◆ Problem
Copy the version control text from "will introduce idea" down to "to install it.", swapping "Installation" for "Setup".
Text block start
We can do much better using version control tools.

Why version control - in Team

multiple people working on code
may work on one file simultaneously
need
- tracking of versions
- merging of changes from different people
Impossible to do manually -> Need version control

This session on Version Control and Mercurial

will introduce idea of version control together with
Mercurial which is a particular version control package

Homepage: http://www.selenic.com/mercurial

Mercurial is abbreviated hg (from the chemical element)

Installation

Download binary from http://www.selenic.com/mercurial/wiki/index.cgi/BinaryPackages

Linux:	usually standard package of distribution. On Ubuntu/Debian, you can use `sudo apt-get install mercurial` to install it.
MacOS:	compile from source or download binary
Windows:	recommend TortoiseHg at TortoiseHg http://www.selenic.com/mercurial/wiki/index.cgi/TortoiseHg

Terminology

Repository:

something keeping track of all changes to the project for all the past (hidden in .hg)
Text block end
Records supplied start
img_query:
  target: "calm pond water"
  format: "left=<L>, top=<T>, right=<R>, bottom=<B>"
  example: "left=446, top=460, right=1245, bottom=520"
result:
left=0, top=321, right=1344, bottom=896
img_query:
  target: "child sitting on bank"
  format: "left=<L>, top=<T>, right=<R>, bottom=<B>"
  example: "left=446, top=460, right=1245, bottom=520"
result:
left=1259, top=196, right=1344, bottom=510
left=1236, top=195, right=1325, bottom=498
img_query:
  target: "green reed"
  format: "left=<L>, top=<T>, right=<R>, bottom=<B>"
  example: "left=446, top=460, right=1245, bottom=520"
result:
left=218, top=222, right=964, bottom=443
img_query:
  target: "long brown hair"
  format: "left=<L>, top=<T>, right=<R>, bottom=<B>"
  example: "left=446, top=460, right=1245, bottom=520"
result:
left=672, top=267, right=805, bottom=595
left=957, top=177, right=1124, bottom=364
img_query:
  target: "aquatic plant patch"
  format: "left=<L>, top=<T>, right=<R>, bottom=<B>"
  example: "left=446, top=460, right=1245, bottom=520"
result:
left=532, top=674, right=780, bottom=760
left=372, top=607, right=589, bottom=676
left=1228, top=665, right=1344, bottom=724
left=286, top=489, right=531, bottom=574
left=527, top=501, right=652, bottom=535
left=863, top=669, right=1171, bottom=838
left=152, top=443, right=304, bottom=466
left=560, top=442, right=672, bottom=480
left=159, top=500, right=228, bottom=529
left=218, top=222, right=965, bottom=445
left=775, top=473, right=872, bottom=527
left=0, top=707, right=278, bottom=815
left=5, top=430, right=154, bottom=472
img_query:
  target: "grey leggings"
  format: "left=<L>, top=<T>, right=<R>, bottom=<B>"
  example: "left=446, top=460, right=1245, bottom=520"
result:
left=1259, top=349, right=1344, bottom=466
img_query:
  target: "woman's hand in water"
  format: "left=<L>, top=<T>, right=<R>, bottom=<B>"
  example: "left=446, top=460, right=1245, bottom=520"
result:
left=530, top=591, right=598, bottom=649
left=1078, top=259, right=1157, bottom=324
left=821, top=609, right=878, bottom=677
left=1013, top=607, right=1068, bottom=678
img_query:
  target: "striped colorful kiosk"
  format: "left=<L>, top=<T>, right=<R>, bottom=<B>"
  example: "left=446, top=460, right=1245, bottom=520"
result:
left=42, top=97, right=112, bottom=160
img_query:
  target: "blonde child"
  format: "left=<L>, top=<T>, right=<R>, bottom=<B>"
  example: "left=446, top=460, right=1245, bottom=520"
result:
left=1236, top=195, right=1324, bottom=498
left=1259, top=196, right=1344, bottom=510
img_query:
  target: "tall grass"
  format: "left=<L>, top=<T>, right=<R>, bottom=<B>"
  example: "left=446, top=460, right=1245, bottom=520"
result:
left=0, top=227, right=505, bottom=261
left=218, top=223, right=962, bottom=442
Records supplied end
◆ Task answer
will introduce idea of version control together with
Mercurial which is a particular version control package

Homepage: http://www.selenic.com/mercurial

Mercurial is abbreviated hg (from the chemical element)

Setup

Download binary from http://www.selenic.com/mercurial/wiki/index.cgi/BinaryPackages

Linux:	usually standard package of distribution. On Ubuntu/Debian, you can use `sudo apt-get install mercurial` to install it.